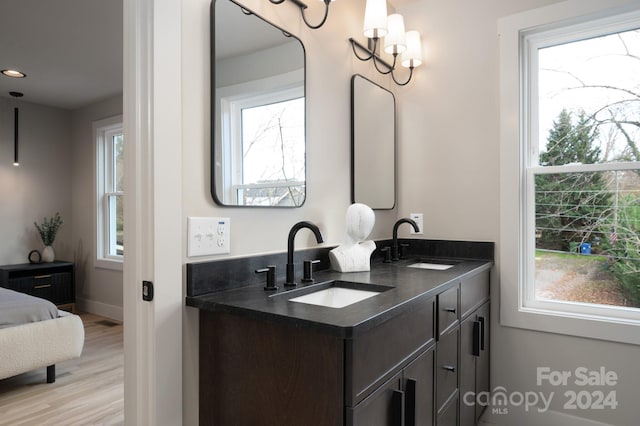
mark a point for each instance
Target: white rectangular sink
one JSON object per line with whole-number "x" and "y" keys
{"x": 335, "y": 297}
{"x": 434, "y": 266}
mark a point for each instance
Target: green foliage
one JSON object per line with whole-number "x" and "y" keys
{"x": 624, "y": 250}
{"x": 49, "y": 229}
{"x": 569, "y": 205}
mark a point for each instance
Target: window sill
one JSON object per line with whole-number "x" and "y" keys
{"x": 115, "y": 265}
{"x": 573, "y": 324}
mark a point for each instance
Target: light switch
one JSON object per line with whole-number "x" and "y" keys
{"x": 208, "y": 236}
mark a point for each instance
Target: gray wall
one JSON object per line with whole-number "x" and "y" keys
{"x": 40, "y": 186}
{"x": 98, "y": 290}
{"x": 56, "y": 174}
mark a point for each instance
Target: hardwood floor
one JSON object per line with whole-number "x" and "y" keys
{"x": 87, "y": 391}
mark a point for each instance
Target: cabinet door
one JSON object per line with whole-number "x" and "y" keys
{"x": 384, "y": 407}
{"x": 418, "y": 387}
{"x": 447, "y": 310}
{"x": 446, "y": 367}
{"x": 467, "y": 371}
{"x": 474, "y": 364}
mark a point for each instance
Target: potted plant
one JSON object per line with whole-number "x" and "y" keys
{"x": 47, "y": 231}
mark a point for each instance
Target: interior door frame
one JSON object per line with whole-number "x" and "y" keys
{"x": 153, "y": 210}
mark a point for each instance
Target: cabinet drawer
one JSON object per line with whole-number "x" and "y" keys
{"x": 447, "y": 309}
{"x": 474, "y": 292}
{"x": 379, "y": 353}
{"x": 446, "y": 367}
{"x": 53, "y": 287}
{"x": 383, "y": 407}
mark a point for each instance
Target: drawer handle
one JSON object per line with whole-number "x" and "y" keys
{"x": 42, "y": 286}
{"x": 477, "y": 338}
{"x": 397, "y": 402}
{"x": 482, "y": 332}
{"x": 410, "y": 403}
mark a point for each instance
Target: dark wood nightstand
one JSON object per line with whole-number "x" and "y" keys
{"x": 53, "y": 281}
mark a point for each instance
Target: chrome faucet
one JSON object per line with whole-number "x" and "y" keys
{"x": 290, "y": 282}
{"x": 395, "y": 249}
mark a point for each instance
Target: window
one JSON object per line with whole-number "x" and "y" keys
{"x": 263, "y": 142}
{"x": 571, "y": 228}
{"x": 110, "y": 192}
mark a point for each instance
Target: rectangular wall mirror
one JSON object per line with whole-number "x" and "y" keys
{"x": 258, "y": 100}
{"x": 373, "y": 144}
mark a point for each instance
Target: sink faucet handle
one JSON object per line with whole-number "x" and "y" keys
{"x": 403, "y": 246}
{"x": 386, "y": 251}
{"x": 271, "y": 276}
{"x": 307, "y": 271}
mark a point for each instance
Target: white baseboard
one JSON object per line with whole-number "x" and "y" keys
{"x": 93, "y": 307}
{"x": 533, "y": 418}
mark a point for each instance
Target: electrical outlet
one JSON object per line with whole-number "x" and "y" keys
{"x": 417, "y": 218}
{"x": 208, "y": 235}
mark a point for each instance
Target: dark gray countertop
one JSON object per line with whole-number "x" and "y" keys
{"x": 407, "y": 286}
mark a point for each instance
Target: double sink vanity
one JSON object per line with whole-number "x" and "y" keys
{"x": 406, "y": 343}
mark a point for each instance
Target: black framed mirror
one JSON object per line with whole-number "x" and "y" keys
{"x": 258, "y": 103}
{"x": 373, "y": 144}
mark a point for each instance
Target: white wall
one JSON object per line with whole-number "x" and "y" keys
{"x": 449, "y": 155}
{"x": 98, "y": 290}
{"x": 39, "y": 187}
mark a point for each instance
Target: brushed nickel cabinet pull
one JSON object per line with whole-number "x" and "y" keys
{"x": 42, "y": 286}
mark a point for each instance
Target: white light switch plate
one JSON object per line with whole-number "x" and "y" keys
{"x": 208, "y": 235}
{"x": 417, "y": 218}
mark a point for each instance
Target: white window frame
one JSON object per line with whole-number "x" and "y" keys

_What to work on_
The records above need to be given again exactly. Omit the pictures.

_Right answer_
mark a point for each instance
Target: white rectangular sink
one JSON object per line with whole-number "x" and "y" keys
{"x": 335, "y": 297}
{"x": 434, "y": 266}
mark a point for each instance
Target: green foliage
one JSON object per line with whole-number "x" and "y" keys
{"x": 624, "y": 250}
{"x": 49, "y": 229}
{"x": 569, "y": 205}
mark a point for each instance
Target: window sill
one JSON object per line with whole-number "x" and "y" keys
{"x": 115, "y": 265}
{"x": 573, "y": 324}
mark a point for each instance
Target: light switch
one JSON object per line with whole-number "x" and "y" keys
{"x": 208, "y": 236}
mark a point for each instance
Target: gray wall
one JSON object per line with whole-number "x" and "y" keys
{"x": 40, "y": 186}
{"x": 98, "y": 290}
{"x": 56, "y": 174}
mark a point for each instance
Target: hardwood floor
one JSON object per line with whole-number "x" and "y" keys
{"x": 87, "y": 391}
mark a point for each instance
Target: cabinet door
one JSON object per line with whole-number "x" and "y" keys
{"x": 384, "y": 407}
{"x": 418, "y": 387}
{"x": 447, "y": 310}
{"x": 446, "y": 367}
{"x": 467, "y": 371}
{"x": 474, "y": 364}
mark a point for each instance
Target: potted plant
one JSON object per line with whole-number "x" and "y" keys
{"x": 47, "y": 231}
mark a point for each instance
Target: interior door frame
one JSON object per line with whole-number "x" and "y" keys
{"x": 153, "y": 210}
mark a point for each instance
Target: cabinet drawer
one JSON object per line with whole-number "x" and "y" keys
{"x": 447, "y": 309}
{"x": 474, "y": 292}
{"x": 379, "y": 353}
{"x": 446, "y": 367}
{"x": 53, "y": 287}
{"x": 383, "y": 407}
mark a point for each instance
Target: drawer handle
one JSON object per line with whole-number "x" and "y" keys
{"x": 42, "y": 286}
{"x": 477, "y": 338}
{"x": 397, "y": 402}
{"x": 482, "y": 332}
{"x": 410, "y": 403}
mark a point for each instance
Target: dark wood nightstand
one JSON object per line with whole-number "x" and "y" keys
{"x": 53, "y": 281}
mark a point for each instance
Target: chrome faucet
one JSON object per line with whole-number "x" and "y" keys
{"x": 290, "y": 282}
{"x": 395, "y": 249}
mark a point for each instance
Target: window
one JSON object per line with whole-number "x" and "y" keys
{"x": 263, "y": 142}
{"x": 571, "y": 228}
{"x": 110, "y": 192}
mark a point for each instance
Target: rectangular wall mirror
one JSON object per line with whole-number "x" and "y" keys
{"x": 258, "y": 100}
{"x": 373, "y": 144}
mark a point for each instance
Target: sink faucet handle
one JSON object per line with whole-number "x" and "y" keys
{"x": 403, "y": 246}
{"x": 386, "y": 251}
{"x": 271, "y": 276}
{"x": 307, "y": 271}
mark a point for each instance
Target: white baseboard
one JSON object per line with whole-number "x" and "y" keys
{"x": 93, "y": 307}
{"x": 533, "y": 418}
mark a point for each instance
Target: electrical outlet
one JSON object per line with whole-number "x" and "y" keys
{"x": 417, "y": 218}
{"x": 208, "y": 235}
mark a point for each instance
Target: dark gray countertop
one JSON object per line with whole-number "x" and "y" keys
{"x": 407, "y": 286}
mark a point for each instance
Target: double sink vanity
one JSON object per line with whole-number "x" and "y" keys
{"x": 406, "y": 343}
mark a point for each instance
Target: black framed mirror
one JSON object per line with whole-number "x" and "y" keys
{"x": 258, "y": 103}
{"x": 373, "y": 144}
mark a point for each instance
Target: white wall
one JSON object per line with whole-number "x" and "y" keys
{"x": 449, "y": 155}
{"x": 98, "y": 290}
{"x": 39, "y": 187}
mark a point for each instance
Target: brushed nickel cabinet pull
one JSON object per line with whole-number "x" and "y" keys
{"x": 42, "y": 286}
mark a point for each instance
Target: white light switch plate
one JSON object per line with whole-number "x" and "y" keys
{"x": 208, "y": 235}
{"x": 417, "y": 218}
mark a point for each instance
Target: white window frame
one JSON object per line with whole-number "x" and "y" keys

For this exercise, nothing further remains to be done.